→ Stored data entries
────────────────
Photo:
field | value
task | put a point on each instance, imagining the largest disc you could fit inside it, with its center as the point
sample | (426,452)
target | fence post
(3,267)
────────────────
→ WORK TO BE COMPLETED
A verbatim repeat of all the entries above is the required answer.

→ RESPONSE BOX
Photo:
field | value
task | put a point on each instance, imagining the largest disc you could fit inside it, with its center as the point
sample | (426,452)
target | fence post
(3,267)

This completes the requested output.